SHORT EXERCISE:
Render every line of the rows below as a Markdown table with two columns, Index for the line's sequential number and Entry for the line itself. Leave out any blank lines.

[BEGIN TASK INPUTS]

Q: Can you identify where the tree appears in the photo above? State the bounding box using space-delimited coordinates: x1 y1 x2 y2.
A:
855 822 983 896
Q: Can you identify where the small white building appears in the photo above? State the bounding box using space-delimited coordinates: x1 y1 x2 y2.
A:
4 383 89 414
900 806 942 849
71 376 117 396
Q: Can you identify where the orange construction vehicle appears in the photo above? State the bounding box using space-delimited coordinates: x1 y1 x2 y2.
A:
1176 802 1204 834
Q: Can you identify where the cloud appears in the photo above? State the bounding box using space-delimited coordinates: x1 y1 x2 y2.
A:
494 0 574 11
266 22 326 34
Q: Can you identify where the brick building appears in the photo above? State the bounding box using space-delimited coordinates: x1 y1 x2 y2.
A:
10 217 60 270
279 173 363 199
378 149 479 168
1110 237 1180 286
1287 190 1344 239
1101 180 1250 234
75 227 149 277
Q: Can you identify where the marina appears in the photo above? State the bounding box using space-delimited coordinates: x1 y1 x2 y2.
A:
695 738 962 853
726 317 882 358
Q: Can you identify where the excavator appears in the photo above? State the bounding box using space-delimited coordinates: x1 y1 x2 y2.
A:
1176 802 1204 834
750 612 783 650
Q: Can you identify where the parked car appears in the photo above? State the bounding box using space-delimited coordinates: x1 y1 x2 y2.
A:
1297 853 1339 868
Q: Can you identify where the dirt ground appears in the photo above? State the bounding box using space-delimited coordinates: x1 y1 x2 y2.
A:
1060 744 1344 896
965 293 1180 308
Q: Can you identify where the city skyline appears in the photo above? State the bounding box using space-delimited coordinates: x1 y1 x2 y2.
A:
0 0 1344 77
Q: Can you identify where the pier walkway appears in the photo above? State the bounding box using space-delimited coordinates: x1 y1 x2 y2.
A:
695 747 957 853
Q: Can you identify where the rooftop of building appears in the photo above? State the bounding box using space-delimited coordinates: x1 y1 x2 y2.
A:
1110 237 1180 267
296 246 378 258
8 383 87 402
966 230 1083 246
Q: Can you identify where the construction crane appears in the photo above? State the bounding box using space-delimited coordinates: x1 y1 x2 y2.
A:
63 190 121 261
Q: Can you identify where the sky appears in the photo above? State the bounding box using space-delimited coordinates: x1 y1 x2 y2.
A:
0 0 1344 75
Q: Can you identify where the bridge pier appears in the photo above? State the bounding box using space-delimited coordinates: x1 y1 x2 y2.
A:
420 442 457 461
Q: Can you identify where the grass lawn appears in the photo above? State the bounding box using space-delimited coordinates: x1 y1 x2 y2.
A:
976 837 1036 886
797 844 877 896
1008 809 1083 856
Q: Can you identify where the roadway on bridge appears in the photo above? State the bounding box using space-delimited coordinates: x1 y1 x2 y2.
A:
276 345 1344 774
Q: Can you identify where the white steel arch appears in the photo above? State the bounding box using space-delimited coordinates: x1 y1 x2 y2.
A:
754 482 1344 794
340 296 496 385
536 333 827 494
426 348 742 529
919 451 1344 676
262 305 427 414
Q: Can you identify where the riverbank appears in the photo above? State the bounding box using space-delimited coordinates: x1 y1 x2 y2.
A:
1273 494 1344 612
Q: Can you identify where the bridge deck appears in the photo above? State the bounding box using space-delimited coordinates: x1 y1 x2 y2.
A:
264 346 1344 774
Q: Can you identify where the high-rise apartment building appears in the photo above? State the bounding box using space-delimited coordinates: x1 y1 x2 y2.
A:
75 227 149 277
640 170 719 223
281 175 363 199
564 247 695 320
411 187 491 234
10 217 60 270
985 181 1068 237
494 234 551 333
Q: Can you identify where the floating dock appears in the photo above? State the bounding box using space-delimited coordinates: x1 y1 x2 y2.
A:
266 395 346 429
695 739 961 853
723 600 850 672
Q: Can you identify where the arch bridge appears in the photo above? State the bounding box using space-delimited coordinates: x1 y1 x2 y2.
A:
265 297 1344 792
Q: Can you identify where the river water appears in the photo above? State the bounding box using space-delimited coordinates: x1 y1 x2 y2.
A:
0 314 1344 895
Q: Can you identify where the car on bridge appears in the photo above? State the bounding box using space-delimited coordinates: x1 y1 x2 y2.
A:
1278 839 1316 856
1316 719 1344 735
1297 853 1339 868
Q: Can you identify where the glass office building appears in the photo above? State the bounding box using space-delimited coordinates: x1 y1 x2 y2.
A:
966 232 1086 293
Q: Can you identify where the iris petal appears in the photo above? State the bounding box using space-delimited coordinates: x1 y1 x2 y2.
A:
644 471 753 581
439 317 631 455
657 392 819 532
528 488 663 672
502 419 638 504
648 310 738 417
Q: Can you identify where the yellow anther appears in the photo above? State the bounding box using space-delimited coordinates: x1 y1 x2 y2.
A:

[END TASK INPUTS]

ANSWER TO THIS PROBLEM:
| Index | Entry |
|---|---|
| 1 | Q: Can you identify where the tree appears in the photo above? State the bounding box using space-delimited coordinates: x1 y1 x2 y2. |
| 2 | A: |
| 3 | 855 822 983 896 |
| 4 | Q: Can you identify where the small white building appears in the photo above? State the bounding box using space-delimited coordinates: x1 y1 x2 y2. |
| 5 | A: |
| 6 | 4 383 89 414 |
| 7 | 900 806 942 849 |
| 8 | 71 376 117 396 |
| 9 | Q: Can you identify where the orange construction vehicle appears in the photo above? State the bounding box using space-delimited coordinates: x1 y1 x2 y2. |
| 10 | A: |
| 11 | 1176 802 1204 834 |
| 12 | Q: Can you identify where the cloud appears in the photo above? State the bounding box using space-delimited coordinates: x1 y1 x2 y2. |
| 13 | A: |
| 14 | 494 0 574 11 |
| 15 | 266 22 326 34 |
| 16 | Q: Can you identify where the brick building appears in the photo above? State the bounding box using space-delimited coordinates: x1 y1 x2 y2. |
| 17 | A: |
| 18 | 10 217 60 270 |
| 19 | 279 173 363 199 |
| 20 | 378 149 479 168 |
| 21 | 1110 237 1180 286 |
| 22 | 1287 190 1344 239 |
| 23 | 1101 180 1250 234 |
| 24 | 75 227 149 277 |
| 25 | Q: Can you identify where the marina appears in the photo above? State the bounding box using space-delimited coordinates: x1 y1 x2 y2. |
| 26 | A: |
| 27 | 695 738 962 853 |
| 28 | 726 317 882 358 |
| 29 | Q: Can you identify where the excavator appears in the photo above? State the bounding box using space-delimited coordinates: x1 y1 x2 y2. |
| 30 | A: |
| 31 | 1176 802 1204 834 |
| 32 | 750 612 783 650 |
| 33 | Q: Can you identify where the parked car appears in the photo above? State the bounding box using space-delimited coordinates: x1 y1 x2 y2. |
| 34 | A: |
| 35 | 1297 853 1339 868 |
| 36 | Q: Can you identify where the dirt ground appears in the photo above? State the bounding box using space-delimited coordinates: x1 y1 x2 y2. |
| 37 | A: |
| 38 | 1060 744 1344 896 |
| 39 | 965 293 1180 308 |
| 40 | Q: Can you identify where the city skyline appears in the photo above? State the bounding box using space-delimited coordinates: x1 y1 x2 y2. |
| 41 | A: |
| 42 | 0 0 1344 77 |
| 43 | Q: Can you identify where the pier walkway appears in the photo above? State the bounding box using space-delimited coordinates: x1 y1 x2 y2. |
| 44 | A: |
| 45 | 695 747 957 853 |
| 46 | Q: Can you identify where the rooftop of building appears in the photo above? State the bounding box using space-delimited coordinates: x1 y1 x2 y2. |
| 47 | A: |
| 48 | 1110 237 1180 267 |
| 49 | 296 246 378 258 |
| 50 | 8 383 87 402 |
| 51 | 966 230 1083 246 |
| 52 | Q: Can you identify where the construction crane appears in the photo above? State the bounding box using space-delimited coordinates: x1 y1 x2 y2. |
| 53 | A: |
| 54 | 63 190 121 261 |
| 55 | Q: Can you identify where the sky appears in the photo above? State the bounding box using space-delimited coordinates: x1 y1 x2 y2. |
| 56 | A: |
| 57 | 0 0 1344 75 |
| 58 | Q: Can you identify where the bridge pier appears in the photo above? State the bounding box using space-delimited coordinates: x1 y1 x2 y2. |
| 59 | A: |
| 60 | 420 442 457 461 |
| 61 | Q: Can you identify where the grass lawn appears in the photo above? State the bounding box using space-delimited coordinates: x1 y1 x2 y2. |
| 62 | A: |
| 63 | 976 837 1036 886 |
| 64 | 797 844 877 896 |
| 65 | 1008 809 1083 856 |
| 66 | Q: Can you identify where the roadway on bridge appears in the photo above? State the bounding box using space-delimited coordinates: x1 y1 x2 y2. |
| 67 | A: |
| 68 | 276 345 1344 774 |
| 69 | Q: Can you identify where the white steel arch appears in the photo above? State the bounding box using space-delimited coordinates: x1 y1 x2 y2. |
| 70 | A: |
| 71 | 754 482 1344 794 |
| 72 | 340 296 496 385 |
| 73 | 536 333 827 494 |
| 74 | 426 348 742 529 |
| 75 | 919 451 1344 676 |
| 76 | 262 305 427 414 |
| 77 | Q: Can you identify where the riverbank appears in the photo above? State the bounding box using space-delimited coordinates: x1 y1 x2 y2. |
| 78 | A: |
| 79 | 1273 494 1344 612 |
| 80 | Q: Can you identify where the bridge deck appears in the photo above? State the bounding box using space-delimited coordinates: x1 y1 x2 y2. |
| 81 | A: |
| 82 | 264 346 1344 774 |
| 83 | Q: Can you identify where the high-rise apartment building appears in the photo above? State the bounding box using space-delimited coordinates: x1 y1 x2 y2. |
| 84 | A: |
| 85 | 75 227 149 277 |
| 86 | 640 170 719 223 |
| 87 | 281 175 363 199 |
| 88 | 564 247 695 320 |
| 89 | 411 187 491 234 |
| 90 | 10 217 60 270 |
| 91 | 985 181 1068 237 |
| 92 | 494 234 551 333 |
| 93 | Q: Can you identify where the floating dock appears in the photo above? State the bounding box using space-delimited coordinates: x1 y1 x2 y2. |
| 94 | A: |
| 95 | 266 395 346 429 |
| 96 | 695 739 961 853 |
| 97 | 723 600 850 672 |
| 98 | Q: Can you identify where the arch bridge appears in the photo above? State the bounding box using space-delimited coordinates: x1 y1 x2 y2. |
| 99 | A: |
| 100 | 265 297 1344 792 |
| 101 | Q: Can you identify where the river water appears in the photo above? State the bounding box using space-delimited coordinates: x1 y1 x2 y2. |
| 102 | A: |
| 103 | 0 314 1344 895 |
| 104 | Q: Can you identify where the car on bridge appears in the photo above? State the bounding box using space-delimited coordinates: x1 y1 x2 y2. |
| 105 | A: |
| 106 | 1278 839 1316 856 |
| 107 | 1316 719 1344 735 |
| 108 | 1297 853 1339 868 |
| 109 | Q: Can you identify where the glass office building appears in the photo above? State the bounding box using space-delimited coordinates: x1 y1 x2 y2. |
| 110 | A: |
| 111 | 966 232 1086 293 |
| 112 | Q: Can you identify where the iris petal appears in the photo above? State the bounding box using space-delimited coordinates: x1 y1 x2 y2. |
| 113 | A: |
| 114 | 644 471 753 581 |
| 115 | 439 317 631 455 |
| 116 | 657 392 819 532 |
| 117 | 528 488 663 672 |
| 118 | 502 419 638 504 |
| 119 | 648 310 738 417 |
| 120 | Q: Can you identify where the yellow anther appears in the photo above? State the bounding box using space-delimited coordinates: x1 y1 x2 y2. |
| 121 | A: |